> **SHORT TASK 1**
Answer these questions using the passage on permanent school exclusion:
(a) Which zero-tolerance topic does the passage list?
(b) What kind of education is a child legally entitled to?
(c) What are children who carry weapons likely to be feeling?
> **SHORT TASK 2**
Filter the records, keeping every line that contains the string "towel". Matching is case-sensitive.

> **SELECTED PASSAGE**
If your child persistently gets temporary exclusions, they may end up with a permanent one if things don’t get better. A school who do not have a nurture zone may exclude for persistent breaking of behaviour policy, or being so disruptive it stops other children from learning.
It is also possible for a child to get excluded for a single incident. Some schools have ‘zero-tolerance’ policies on some behaviours, and will exclude immediately and permanently if these behaviours happen. Common zero-tolerance topics are:
- Attacks on staff
If your child has committed an offence in these categories there may be little you can do except work with the school and the local authority to find a new educational provider.
Whatever the reason for permanent exclusion, your child will need some support. Being excluded from your community is highly damaging emotionally, and creates a issue around self esteem, and sometimes around feeling safe. Moving to a new school can be frightening, especially if your child doesn’t know anyone. They are also starting with a ‘label’ which can draw them straight into the peer group which will not support making better choices in the future.
Sadly when children are excluded it doesn’t tend to come with the support needed. Children who are experimenting with drugs need educating, and support. Those carrying weapons are likely to be feeling extreme fear, or be involved in dangerous situations. If a child has attacked a member of staff they are clearly struggling to manage their emotions.
For you, the parent, permanent exclusion can be really frightening. You may find yourself worrying about whether your child will be able to get a decent education, how you are going to work with your child not at school. You might worry about what other people think, or whether this is somehow your fault. Make sure you get support for you! Whether that is a trusted friend to talk to, or professional guidance, it is vital you are able to stay calm and focused on moving forward.
Avoid voicing your fears to your child. This will only worsen the internal anxiety they feel around their exclusion. Don’t tell them that they’ve ruined their future. You may feel worried about that, but there are plenty of ‘excluded children’ who go on to have perfectly good lives and careers. I have worked with many, and I am one myself.
The biggest message I can give you is to seek support for your child. Children do not get permanently excluded without some underlying issues.
Not meeting need:
A school who cannot meet the needs of a pupil, because of SEN, mental
health or additional needs, may end up excluding for behaviour as the situation gets worse. This is extremely frustrating for you, the parent. However, as your child is legally entitled to a ‘suitable’ education, this is sometimes the catalyst to a local authority finding a more specialist placement for your child.
In an ideal world it would never reach the point of exclusion. These children are not ‘being bad’. They are responding to an incorrect approach being used with them.

> **PROVIDED INFORMATION**

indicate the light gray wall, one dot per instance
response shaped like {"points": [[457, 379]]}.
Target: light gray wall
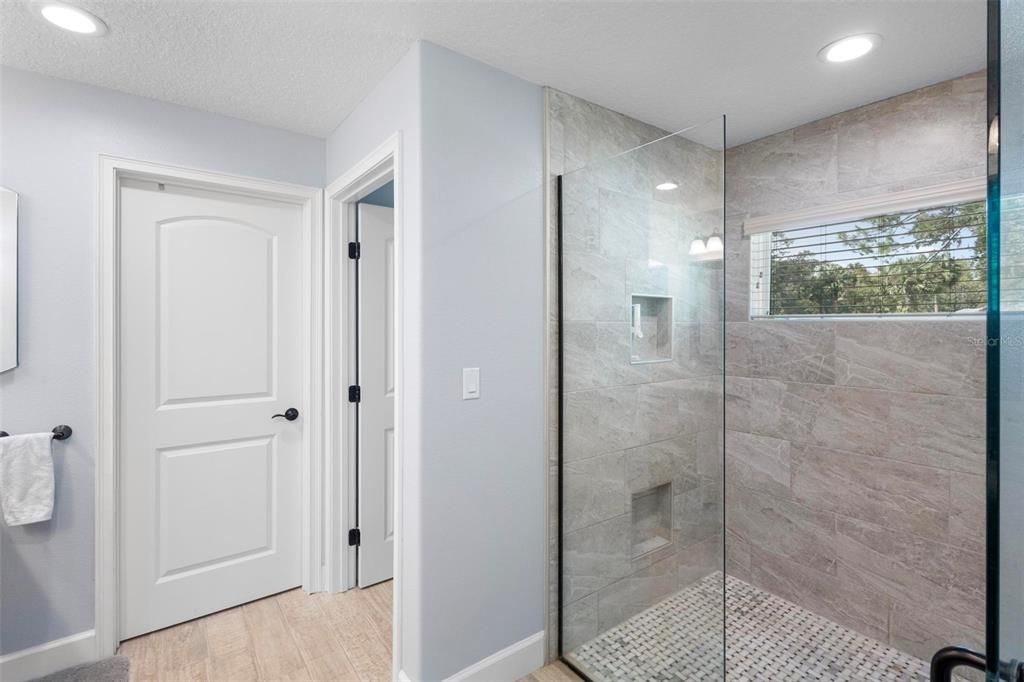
{"points": [[473, 481], [855, 449], [52, 132], [482, 513]]}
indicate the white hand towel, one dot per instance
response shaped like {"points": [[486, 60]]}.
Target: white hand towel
{"points": [[27, 478]]}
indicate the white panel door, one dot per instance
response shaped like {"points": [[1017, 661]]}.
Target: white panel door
{"points": [[376, 352], [211, 340]]}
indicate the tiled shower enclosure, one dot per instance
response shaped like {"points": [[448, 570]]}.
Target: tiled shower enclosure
{"points": [[642, 323], [744, 498]]}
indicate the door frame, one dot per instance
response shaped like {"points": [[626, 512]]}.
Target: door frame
{"points": [[112, 171], [340, 200]]}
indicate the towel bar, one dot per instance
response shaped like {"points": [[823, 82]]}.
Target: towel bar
{"points": [[61, 432]]}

> **FULL ANSWER 1**
(a) Attacks on staff
(b) A "suitable" education
(c) Extreme fear

> **FULL ANSWER 2**
indicate the white hand towel, one dot per instance
Target: white hand towel
indicate the towel bar, one dot per instance
Target: towel bar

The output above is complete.